- Passage to read:
"""

Poultry feathers can be used to manufacture products ranging from paper to high-quality feed
it could be a feather in the cap of us scientists. New research on the byproduct of the poultry industry -- feathers -- is turning the fluff into products ranging from paper to high-quality animal feed. More than 8.5 billion chicken are 'commercially grown' in usa every year, estimates the National Chicken Council, a Washington dc -based poultry group. When processed, these chicken leave behind more than one billion kg of feathers.
Now, Walter Schmidt, a research scientist at the Beltsville, Maryland, branch of the us department of agriculture's agricultural research service ( ars ), has found a new way to process poultry feather into valuable fibres. Feathers are made of keratin, which are tightly-wound tough protein fibres. They are found in hair, wool, fingernails and hooves. Schmidt found that keratin had properties in common with another fibrous material: cellulose, the starch that forms wood and paper.
"The real scientific innovation is that before we did this research, no one seriously thought of feathers as fibre, let alone as a viable and valuable source of fibre," says Schmidt. "Feathers are a great source of fine-diameter, high-surface area, tough, durable fibre -- properties that make fibres in general valuable to many different types of manufacturers," he adds.
Of course, feathers can't be taken from the chicken and made directly into new materials. The stiff central core of the feather, the quill, must be stripped of the flexible, interconnected strands of material that emerge from the barbs. It is only this soft barb material that is useful as feather fibre. Although the whole feather is made of keratin, the crystal structure of the protein in the brittle central quill is different from that in the soft but durable barbs; only the barbs have the desirable properties.

"""

- Data extract:
"""

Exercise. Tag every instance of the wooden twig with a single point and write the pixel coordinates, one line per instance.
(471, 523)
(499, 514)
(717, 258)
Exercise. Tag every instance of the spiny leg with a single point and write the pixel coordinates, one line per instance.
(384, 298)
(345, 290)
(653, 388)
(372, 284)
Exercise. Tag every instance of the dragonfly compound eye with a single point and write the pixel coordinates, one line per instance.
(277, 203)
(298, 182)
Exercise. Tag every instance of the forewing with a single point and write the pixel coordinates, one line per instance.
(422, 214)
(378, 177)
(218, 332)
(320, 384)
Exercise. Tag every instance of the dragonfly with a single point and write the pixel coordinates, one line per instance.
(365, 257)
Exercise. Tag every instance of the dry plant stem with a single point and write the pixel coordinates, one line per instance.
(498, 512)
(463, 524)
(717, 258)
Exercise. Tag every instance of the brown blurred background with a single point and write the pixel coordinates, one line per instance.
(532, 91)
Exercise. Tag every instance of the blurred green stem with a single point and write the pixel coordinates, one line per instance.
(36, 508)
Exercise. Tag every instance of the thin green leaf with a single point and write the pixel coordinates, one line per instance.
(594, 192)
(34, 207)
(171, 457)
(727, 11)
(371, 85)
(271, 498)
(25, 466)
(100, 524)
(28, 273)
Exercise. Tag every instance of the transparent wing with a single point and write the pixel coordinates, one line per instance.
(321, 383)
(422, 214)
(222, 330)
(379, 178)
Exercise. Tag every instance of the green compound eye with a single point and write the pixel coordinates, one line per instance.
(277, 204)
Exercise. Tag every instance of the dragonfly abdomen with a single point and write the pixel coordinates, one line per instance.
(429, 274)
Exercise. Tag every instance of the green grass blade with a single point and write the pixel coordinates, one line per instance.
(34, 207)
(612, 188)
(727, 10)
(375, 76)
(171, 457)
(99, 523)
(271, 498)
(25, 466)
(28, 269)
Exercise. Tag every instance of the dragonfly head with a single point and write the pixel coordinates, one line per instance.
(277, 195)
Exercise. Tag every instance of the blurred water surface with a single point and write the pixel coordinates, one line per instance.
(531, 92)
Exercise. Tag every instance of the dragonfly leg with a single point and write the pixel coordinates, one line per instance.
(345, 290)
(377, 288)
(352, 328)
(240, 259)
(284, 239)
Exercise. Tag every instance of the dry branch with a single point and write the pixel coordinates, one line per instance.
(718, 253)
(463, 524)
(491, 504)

"""

- Task goal: Give back the full article on turning poultry feathers into fiber, word for word and unchanged.

- Solution to the exercise:
Poultry feathers can be used to manufacture products ranging from paper to high-quality feed
it could be a feather in the cap of us scientists. New research on the byproduct of the poultry industry -- feathers -- is turning the fluff into products ranging from paper to high-quality animal feed. More than 8.5 billion chicken are 'commercially grown' in usa every year, estimates the National Chicken Council, a Washington dc -based poultry group. When processed, these chicken leave behind more than one billion kg of feathers.
Now, Walter Schmidt, a research scientist at the Beltsville, Maryland, branch of the us department of agriculture's agricultural research service ( ars ), has found a new way to process poultry feather into valuable fibres. Feathers are made of keratin, which are tightly-wound tough protein fibres. They are found in hair, wool, fingernails and hooves. Schmidt found that keratin had properties in common with another fibrous material: cellulose, the starch that forms wood and paper.
"The real scientific innovation is that before we did this research, no one seriously thought of feathers as fibre, let alone as a viable and valuable source of fibre," says Schmidt. "Feathers are a great source of fine-diameter, high-surface area, tough, durable fibre -- properties that make fibres in general valuable to many different types of manufacturers," he adds.
Of course, feathers can't be taken from the chicken and made directly into new materials. The stiff central core of the feather, the quill, must be stripped of the flexible, interconnected strands of material that emerge from the barbs. It is only this soft barb material that is useful as feather fibre. Although the whole feather is made of keratin, the crystal structure of the protein in the brittle central quill is different from that in the soft but durable barbs; only the barbs have the desirable properties.